TO BE DONE >>
Edit the data below by replacing "lamp post" with "street light" wherever it occurs, and leave everything else unchanged.

PROVIDED INFORMATION >>

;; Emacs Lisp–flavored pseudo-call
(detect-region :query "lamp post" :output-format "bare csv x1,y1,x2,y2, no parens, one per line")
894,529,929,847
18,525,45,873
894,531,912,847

SOLUTION FOR THIS TASK >>
;; Emacs Lisp–flavored pseudo-call
(detect-region :query "street light" :output-format "bare csv x1,y1,x2,y2, no parens, one per line")
894,529,929,847
18,525,45,873
894,531,912,847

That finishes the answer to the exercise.